The Burma Campaign

5th Field Battery, R.A., The Rangoon Field Brigade, B.A.F.

In September 1940, the four 18-pounder field guns of The Rangoon Field Brigade were used to equip the newly formed 5th Field Battery, Royal Artillery, Burma Auxiliary Force.  This new battery remained as part of The Rangoon Field Brigade.  It left for Maymyo on 1st June 1940.  On 8th February 1941 the unit strength was 23 Officers and 476 Other Ranks.  During December 1941, ‘B’ Troop of the Battery was formed but did not receive any guns.  On 27th December, ‘B’ Troop sent a detachment of one British Officer and 20 British Other Ranks with six Austrian 65mm mountain guns to Mergui for beach defence and one N.C.O. and six other ranks with two 65mm guns to Tavoy, also for beach defence.  The balance of "B" Troop of the 5th Field Battery was given eight 77mm Italian field guns for use in the anti-tank role.  These were handed over to an Indian antitank battery on 17th February 1942.[1] 

In December 1941, the 5th Field Battery was in the Southern Shan States near Taunggyi, at Takaw, with the 2nd Battalion, King’s Own Yorkshire Light Infantry, under command of the 1st Burma Infantry Brigade.  Late in January 1942, the 5th Field Battery moved south to join the 17th Indian Infantry Division.  By 8th February, one section of two guns was at Thaton, supporting the 46th Indian Infantry Brigade in the anti-tank role.  When the 46th Brigade withdrew behind the Bilin River on the night of 14th/15th February, the section of the 5th Field Battery came under the command of the 16th Indian Infantry Brigade, which remained in the defence of the Bilin River line.[2]  The battery took part in the defence of the approaches to the Sittang Bridge, on the east bank of the river near Mokpalin.  The guns were lost following the premature destruction of the bridge.

*Stated problem 1:*
Please reproduce the lines of the records from the line containing "column 53, row 9." through the line containing "column 13, row 20", with both of those lines included.

*Records for this exercise:*
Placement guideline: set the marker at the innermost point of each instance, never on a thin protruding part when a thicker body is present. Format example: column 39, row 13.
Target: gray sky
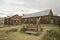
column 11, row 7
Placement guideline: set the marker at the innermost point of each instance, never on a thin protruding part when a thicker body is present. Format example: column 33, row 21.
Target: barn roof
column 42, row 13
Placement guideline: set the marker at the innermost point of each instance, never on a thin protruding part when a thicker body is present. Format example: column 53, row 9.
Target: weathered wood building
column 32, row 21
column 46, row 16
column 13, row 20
==
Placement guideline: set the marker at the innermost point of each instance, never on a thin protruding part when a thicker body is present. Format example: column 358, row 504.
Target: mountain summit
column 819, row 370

*Stated problem 2:*
Answer these questions from the Burma Campaign text:
(a) What was the unit strength on 8th February 1941?
(b) Where was the detachment with six Austrian 65mm mountain guns sent?
(c) Which brigade took command of the 5th Field Battery's section when the 46th Brigade withdrew behind the Bilin River?

*Complete response 1:*
Placement guideline: set the marker at the innermost point of each instance, never on a thin protruding part when a thicker body is present. Format example: column 53, row 9.
Target: weathered wood building
column 32, row 21
column 46, row 16
column 13, row 20

*Complete response 2:*
(a) 23 Officers and 476 Other Ranks.
(b) Mergui.
(c) The 16th Indian Infantry Brigade.